### Text block
.....

# FISHING GAME!!!



## REO (Mar 12, 2012)

*Hello Everyone.. This is the official thread of the monthly "GONE FISHING" Contest!*

Are we ready to have some FUN???






My husband LOVES to fish.. and he wants you to join him! Catch a SPECIAL SEAHORSE and you will win a prize!

*Here is HOW TO PLAY! Read carefully.*

*7 numbers have been PRE-SELECTED before the game started.*

THOSE NUMBERS DO NOT CHANGE DURING THE CONTEST!!!





The SAME pre-selected numbers stay the same until all 7 of those numbers have been guessed!

*Those numbers are somewhere from 1 to 100.*

SO! All you have to do is Each day Post ONE GUESS from 1 to 100.

ONE GUESS PER PERSON PER DAY UNTIL ALL PRIZES HAVE BEEN WON.

(The winners will be posted in this thread)

.....

### Your goal
Reproduce the fishing contest post above word for word.

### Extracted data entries
.....

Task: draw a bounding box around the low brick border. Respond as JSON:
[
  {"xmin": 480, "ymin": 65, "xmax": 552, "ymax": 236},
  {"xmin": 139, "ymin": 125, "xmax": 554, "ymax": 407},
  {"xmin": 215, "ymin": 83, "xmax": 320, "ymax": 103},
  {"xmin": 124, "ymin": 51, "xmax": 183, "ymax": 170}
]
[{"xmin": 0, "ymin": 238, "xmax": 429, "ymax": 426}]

.....

### Answer to this problem
# FISHING GAME!!!



## REO (Mar 12, 2012)

*Hello Everyone.. This is the official thread of the monthly "GONE FISHING" Contest!*

Are we ready to have some FUN???






My husband LOVES to fish.. and he wants you to join him! Catch a SPECIAL SEAHORSE and you will win a prize!

*Here is HOW TO PLAY! Read carefully.*

*7 numbers have been PRE-SELECTED before the game started.*

THOSE NUMBERS DO NOT CHANGE DURING THE CONTEST!!!





The SAME pre-selected numbers stay the same until all 7 of those numbers have been guessed!

*Those numbers are somewhere from 1 to 100.*

SO! All you have to do is Each day Post ONE GUESS from 1 to 100.

ONE GUESS PER PERSON PER DAY UNTIL ALL PRIZES HAVE BEEN WON.

(The winners will be posted in this thread)